INSTRUCTIONS FOR THE TASK: Reproduce every line of the listing from the line containing "Where can you see the parked" through the end of the listing, both included, and shift every x and y coordinate in the answer points by -73. Leave out the pictures.

--- begin ---

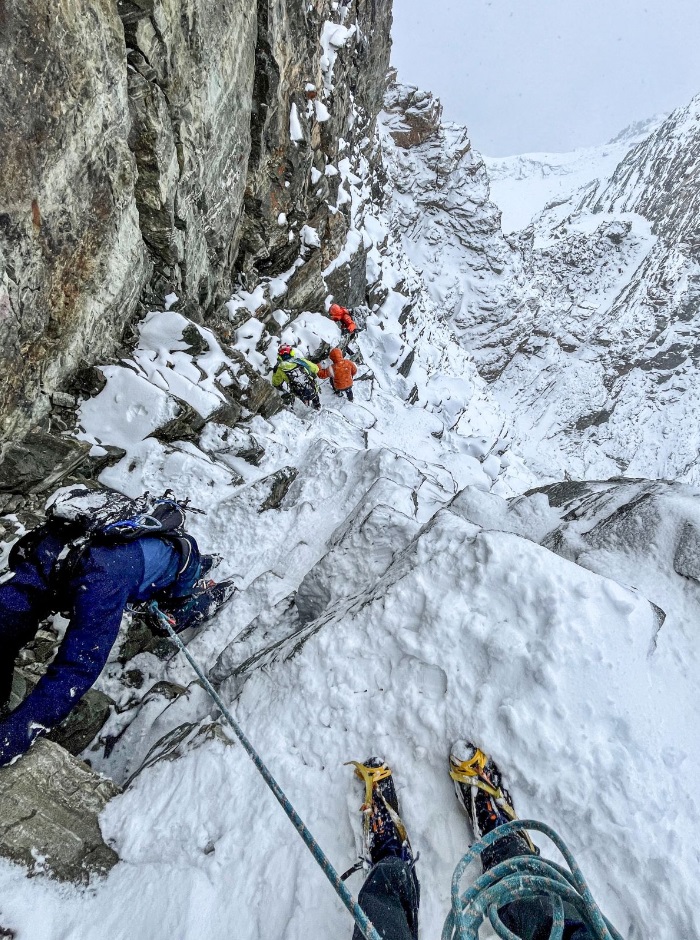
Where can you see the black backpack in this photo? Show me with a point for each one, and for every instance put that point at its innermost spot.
(83, 517)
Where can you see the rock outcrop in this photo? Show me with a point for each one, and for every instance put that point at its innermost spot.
(72, 260)
(49, 806)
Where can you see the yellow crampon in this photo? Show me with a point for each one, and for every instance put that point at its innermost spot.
(469, 772)
(372, 776)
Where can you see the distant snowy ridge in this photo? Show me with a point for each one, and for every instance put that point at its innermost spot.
(523, 185)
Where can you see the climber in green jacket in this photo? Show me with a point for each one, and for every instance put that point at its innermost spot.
(298, 374)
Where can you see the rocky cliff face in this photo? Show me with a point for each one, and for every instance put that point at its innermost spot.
(158, 146)
(72, 260)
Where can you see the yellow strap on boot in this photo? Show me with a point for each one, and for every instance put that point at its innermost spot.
(467, 771)
(370, 775)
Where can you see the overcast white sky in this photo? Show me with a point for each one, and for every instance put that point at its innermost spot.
(528, 75)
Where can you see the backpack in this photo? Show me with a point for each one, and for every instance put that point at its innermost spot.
(83, 517)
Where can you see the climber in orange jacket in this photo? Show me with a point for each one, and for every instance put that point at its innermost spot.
(342, 317)
(340, 372)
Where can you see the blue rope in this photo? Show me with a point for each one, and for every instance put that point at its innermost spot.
(522, 877)
(361, 919)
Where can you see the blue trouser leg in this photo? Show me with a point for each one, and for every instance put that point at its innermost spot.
(530, 919)
(24, 603)
(390, 898)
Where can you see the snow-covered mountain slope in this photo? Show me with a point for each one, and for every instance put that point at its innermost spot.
(404, 576)
(584, 322)
(523, 185)
(607, 368)
(379, 613)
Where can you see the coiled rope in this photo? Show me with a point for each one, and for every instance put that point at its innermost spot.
(361, 919)
(522, 877)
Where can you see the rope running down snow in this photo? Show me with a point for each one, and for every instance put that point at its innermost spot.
(525, 876)
(365, 926)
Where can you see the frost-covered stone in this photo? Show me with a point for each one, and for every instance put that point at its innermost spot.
(49, 808)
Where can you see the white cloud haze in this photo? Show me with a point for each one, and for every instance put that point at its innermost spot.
(528, 75)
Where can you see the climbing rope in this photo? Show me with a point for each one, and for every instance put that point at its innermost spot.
(522, 877)
(364, 924)
(519, 878)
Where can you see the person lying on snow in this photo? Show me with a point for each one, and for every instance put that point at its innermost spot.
(298, 374)
(98, 552)
(391, 894)
(340, 372)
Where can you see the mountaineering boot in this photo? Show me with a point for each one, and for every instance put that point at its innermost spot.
(206, 600)
(208, 563)
(384, 833)
(480, 791)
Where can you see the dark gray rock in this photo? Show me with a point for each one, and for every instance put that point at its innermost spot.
(185, 426)
(84, 723)
(39, 462)
(72, 260)
(277, 486)
(190, 99)
(687, 558)
(49, 808)
(348, 282)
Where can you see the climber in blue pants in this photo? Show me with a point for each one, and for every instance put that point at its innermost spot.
(104, 580)
(390, 895)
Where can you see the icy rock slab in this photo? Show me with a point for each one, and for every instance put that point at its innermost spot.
(686, 561)
(49, 808)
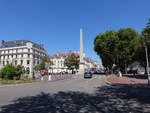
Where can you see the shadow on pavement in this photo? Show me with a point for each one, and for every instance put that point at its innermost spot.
(137, 76)
(107, 99)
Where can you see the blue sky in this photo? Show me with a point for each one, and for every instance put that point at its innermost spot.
(56, 23)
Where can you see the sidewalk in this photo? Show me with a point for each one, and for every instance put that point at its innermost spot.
(114, 79)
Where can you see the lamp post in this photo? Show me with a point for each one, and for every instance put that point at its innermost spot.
(146, 55)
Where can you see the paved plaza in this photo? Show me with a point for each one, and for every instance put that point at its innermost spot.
(75, 95)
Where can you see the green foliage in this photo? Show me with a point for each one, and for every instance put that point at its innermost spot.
(10, 72)
(145, 39)
(40, 66)
(72, 62)
(117, 47)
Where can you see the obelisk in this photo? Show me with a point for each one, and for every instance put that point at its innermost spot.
(81, 64)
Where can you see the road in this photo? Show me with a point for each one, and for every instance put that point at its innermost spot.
(75, 95)
(77, 83)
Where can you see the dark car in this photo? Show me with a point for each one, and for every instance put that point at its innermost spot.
(87, 75)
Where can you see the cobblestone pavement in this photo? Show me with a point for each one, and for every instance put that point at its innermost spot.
(76, 95)
(113, 79)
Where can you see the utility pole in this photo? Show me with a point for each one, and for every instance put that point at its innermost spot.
(146, 54)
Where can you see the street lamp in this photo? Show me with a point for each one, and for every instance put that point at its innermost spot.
(146, 54)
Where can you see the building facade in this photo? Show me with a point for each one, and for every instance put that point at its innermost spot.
(59, 58)
(21, 52)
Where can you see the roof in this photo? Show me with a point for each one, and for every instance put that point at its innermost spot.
(63, 54)
(16, 43)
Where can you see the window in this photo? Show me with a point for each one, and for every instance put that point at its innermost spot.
(15, 62)
(28, 61)
(21, 62)
(28, 55)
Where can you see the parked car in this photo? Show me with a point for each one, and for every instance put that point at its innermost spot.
(88, 75)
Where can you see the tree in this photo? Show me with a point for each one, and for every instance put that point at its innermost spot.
(20, 70)
(117, 47)
(72, 62)
(105, 45)
(145, 38)
(129, 43)
(8, 72)
(40, 66)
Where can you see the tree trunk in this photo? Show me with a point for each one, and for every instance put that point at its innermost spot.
(125, 69)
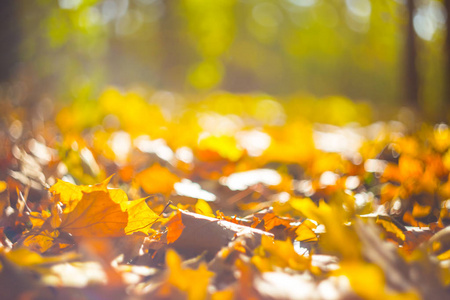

--- end ---

ANSWER IN FULL:
Where can you see the parked car in this photo? Show me with a point for each one, and for every instance put that point at its innermost spot.
(15, 2)
Where can you see the tree in this photo? Show me with a point for each one, and for every instance put that point at its innermost spot.
(-53, -3)
(44, -26)
(-1, -11)
(32, -28)
(72, -35)
(56, -30)
(-65, -1)
(-33, -7)
Where can you see the tree trunk in this photo? Show me with a point for each one, and for every instance put that point at its innermost spot.
(52, -4)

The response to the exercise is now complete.